Written task >>
Pull out each line in the rows below that contains the word "object" and copy those lines in full.

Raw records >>
____
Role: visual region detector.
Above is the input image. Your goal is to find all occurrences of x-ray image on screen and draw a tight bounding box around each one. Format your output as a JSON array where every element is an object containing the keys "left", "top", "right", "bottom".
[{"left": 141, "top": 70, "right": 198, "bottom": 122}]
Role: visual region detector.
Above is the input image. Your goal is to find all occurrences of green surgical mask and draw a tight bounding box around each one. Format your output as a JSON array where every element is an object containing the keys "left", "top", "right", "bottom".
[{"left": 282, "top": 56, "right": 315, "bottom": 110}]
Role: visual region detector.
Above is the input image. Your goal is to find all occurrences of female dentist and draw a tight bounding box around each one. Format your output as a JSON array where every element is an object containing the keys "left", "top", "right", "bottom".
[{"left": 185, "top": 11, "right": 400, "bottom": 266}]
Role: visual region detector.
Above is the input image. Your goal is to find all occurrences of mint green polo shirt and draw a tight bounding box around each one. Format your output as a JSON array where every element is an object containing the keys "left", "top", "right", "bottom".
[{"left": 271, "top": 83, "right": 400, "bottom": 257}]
____
Exercise result >>
Above is the input image. Your goal is to find all occurrences of x-ray image on screen and draw a tight bounding box around each one. Format your output as a JSON array where every element is an object containing the keys "left", "top", "right", "bottom".
Above is the input image. Your goal is to find all occurrences of green surgical mask and draw a tight bounding box around each one. Format your output as a JSON array where every element is an object containing the keys "left", "top", "right", "bottom".
Above is the input image. Your goal is to find all occurrences of female dentist and draw a tight bounding box around each one. Format your output as a JSON array where every element is an object containing the keys "left", "top", "right", "bottom".
Above is the input image. Your goal is to find all occurrences of mint green polo shirt and draw a tight bounding box around each one. Format your output as a JSON array where every element is an object containing the keys "left", "top", "right", "bottom".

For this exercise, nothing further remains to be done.